Но и ненависть оборачивается все тем же — неудачей, поражением: уничтожение другого подразумевает его существование, а это значит, что в прошлом, до этого момента, я существовал для другого и это непоправимо. Отчуждение уже состоялось, а уничтоженный мною другой унес в могилу ключ к этому отчуждению. Я навечно стал прошлым, словно бы и сам умер. Ненависть — жест отчаяния; остается лишь вернуться в замкнутый круг существования, без надежды. «Освобождение и спасение», по Сартру, предполагают такую радикальную «конверсию», что он и говорить об этом «не может».

 

1 J. -P. Sartre: L'etre et le neant, p. 480.

 

 

Отступаясь от своего обыкновения, Сартр дерзает рядом с «я» поставить «мы». Появляется понятие «сосуществования», Сартр вспоминает унанимизм Жюля Ромена как пример бытия «нас». К паре «я -- он» добавляется «третий», добавляются другие, их множество, возникает «человеческая тотальность» частью которой оказывается «я». Сдвиг в представлениях Сартра существенный - уже не только индивидуум реален. Сартр так далеко заходит, что даже делает внезапный, шокирующий в мире его метафизики прорыв к социальным проблемам, к понятию «класса». Однако не труд, не условия жизни определяют эту классовую общность — но «третий». Исследование «нас» — предупреждает Сартр — ничего по сути не добавляет к интерпретации индивидуального сознания. «Угнетенный класс обретает свое классовое единство в познании его угнетающим классом». «Я открываю мы, в которое я интегрирован, или же «класс», извне, во взгляде третьего, и это коллективное отчуждение я принимаю, говоря «мы»1. И толпа создается мазохистским слиянием под взглядом «вождя», растворением каждого в «тотальной объективности». «Пустой» гуманистической концепции общества соответствует идея Бога как границы, как абсолютного «третьего».

_СТРОКИ НАБОРА ДАННЫХ:_
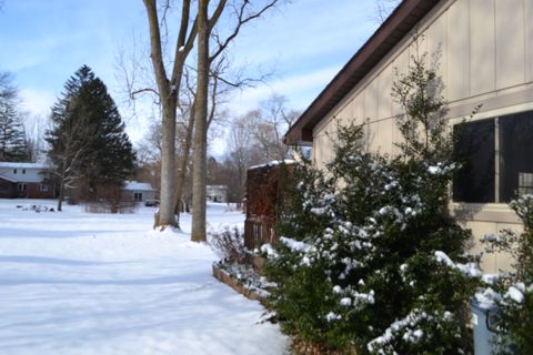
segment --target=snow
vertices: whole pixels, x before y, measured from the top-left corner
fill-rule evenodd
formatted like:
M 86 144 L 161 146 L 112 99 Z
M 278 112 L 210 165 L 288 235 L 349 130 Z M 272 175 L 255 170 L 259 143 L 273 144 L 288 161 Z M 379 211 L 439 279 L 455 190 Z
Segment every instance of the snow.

_ТЕКСТ ЗАДАНИЯ:_ Продолжите текст о взглядах Сартра на «я» и «мы», начав сразу после его последнего предложения.

_ОЖИДАЕМЫЙ ОТВЕТ:_
По сути, все рассуждения Сартра в «Бытии и ничто» упираются в вопрос о свободе, все сводится к заключительной части, посвященной свободе. Называется она «Иметь, делать и быть». В центре рассуждений — проблема действия и проблема свободы: «условием каждого действия является свобода». Именно в этой части работы Сартр опровергает детерминизм с особенной настойчивостью. Нет действия без мотива, всякое действие интенционально,— пишет он. Однако, повторяет Сартр слова Хайдеггера, «существование предшествует сущности», свобода сущности не имеет, она «материал моего бытия», свобода сущности предшествует, являет собой «неантизацию», которую свершает «бытие-для-себя», ускользая от своего бытия. «Бытие бытия-для-себя» и есть свобода. Она не есть "данность", она постоянный выбор, она необусловлена. "Свободный проект фундаментален, он и есть мое бытие". Словом Сартр вовращает к своим исходным, первоначальным идеям с которых начинается и на которые нанизан весь его труд, вся его «метафизика».

 

1 J.P. Sartre. L'etre et le neant. p. 493.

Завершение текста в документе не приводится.